Reproduce every line of the data below word for word, without changing anything.

- **Dataset entries**:

START

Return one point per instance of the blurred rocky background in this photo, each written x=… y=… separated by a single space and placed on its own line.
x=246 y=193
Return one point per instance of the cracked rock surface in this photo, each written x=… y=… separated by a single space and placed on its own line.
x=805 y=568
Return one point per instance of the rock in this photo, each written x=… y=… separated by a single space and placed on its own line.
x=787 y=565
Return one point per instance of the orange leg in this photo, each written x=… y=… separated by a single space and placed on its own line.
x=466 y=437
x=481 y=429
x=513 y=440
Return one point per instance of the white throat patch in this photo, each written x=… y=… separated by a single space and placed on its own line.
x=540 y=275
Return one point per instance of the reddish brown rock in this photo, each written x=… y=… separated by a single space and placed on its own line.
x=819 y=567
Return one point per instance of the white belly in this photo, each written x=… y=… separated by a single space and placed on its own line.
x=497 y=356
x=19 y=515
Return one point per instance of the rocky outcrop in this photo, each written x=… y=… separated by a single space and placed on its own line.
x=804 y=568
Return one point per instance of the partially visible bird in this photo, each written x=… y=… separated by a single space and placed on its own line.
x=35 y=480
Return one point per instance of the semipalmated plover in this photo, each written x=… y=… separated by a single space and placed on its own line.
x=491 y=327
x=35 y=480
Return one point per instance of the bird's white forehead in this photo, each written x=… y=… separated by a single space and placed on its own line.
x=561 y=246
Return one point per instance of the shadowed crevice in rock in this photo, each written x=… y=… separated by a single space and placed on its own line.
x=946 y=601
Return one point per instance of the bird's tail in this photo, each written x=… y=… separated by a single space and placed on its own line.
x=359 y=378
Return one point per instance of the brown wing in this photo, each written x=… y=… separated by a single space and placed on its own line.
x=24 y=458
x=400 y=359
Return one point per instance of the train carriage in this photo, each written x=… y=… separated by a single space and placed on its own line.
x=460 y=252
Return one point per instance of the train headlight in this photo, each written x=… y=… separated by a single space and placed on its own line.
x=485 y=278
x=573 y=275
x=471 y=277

END

- **Full output**:
Return one point per instance of the blurred rocky background in this photo, each written x=… y=… separated by a single space and placed on its own line.
x=246 y=193
Return one point per instance of the cracked rock surface in this photo, each written x=… y=… separated by a single space and placed on its own line.
x=805 y=568
Return one point per instance of the rock in this photo, each written x=… y=… separated by a single space and placed on its own line.
x=787 y=565
Return one point per instance of the orange leg in this photo, each written x=… y=… separated by a single space and placed on its own line.
x=466 y=437
x=481 y=429
x=513 y=440
Return one point per instance of the white throat patch in this photo, each written x=… y=… separated by a single space and placed on its own line.
x=540 y=275
Return one point per instance of the reddish brown rock in this photo, each written x=… y=… separated by a single space and placed on its own line.
x=819 y=567
Return one point per instance of the white belly in this photo, each written x=… y=… separated by a single space and placed on its own line.
x=497 y=356
x=19 y=515
Return one point per instance of the rocky outcrop in this photo, each written x=… y=… separated by a single space and placed on its own line.
x=804 y=568
Return one point per instance of the partially visible bird in this photo, each written x=… y=… separated by a single space and placed on its own line.
x=35 y=480
Return one point per instance of the semipalmated plover in this photo, each written x=… y=… separated by a single space and placed on its own line.
x=491 y=327
x=35 y=480
Return one point per instance of the bird's white forehead in this photo, each written x=… y=… separated by a single space and placed on its own line.
x=561 y=246
Return one point per instance of the shadowed crevice in rock in this photo, each written x=… y=… separated by a single space and placed on its own line.
x=946 y=601
Return one point per instance of the bird's tail in this photo, each written x=… y=… separated by a single space and placed on its own line.
x=359 y=378
Return one point per instance of the brown wing in this photo, each written x=… y=… separated by a single space and placed on its own line.
x=24 y=458
x=400 y=359
Return one point per instance of the train carriage in this photo, each written x=… y=… separated by a single space and placed on its own line.
x=460 y=252
Return one point per instance of the train headlight in this photo, each written x=… y=… separated by a single space and placed on its own line.
x=485 y=278
x=573 y=275
x=471 y=277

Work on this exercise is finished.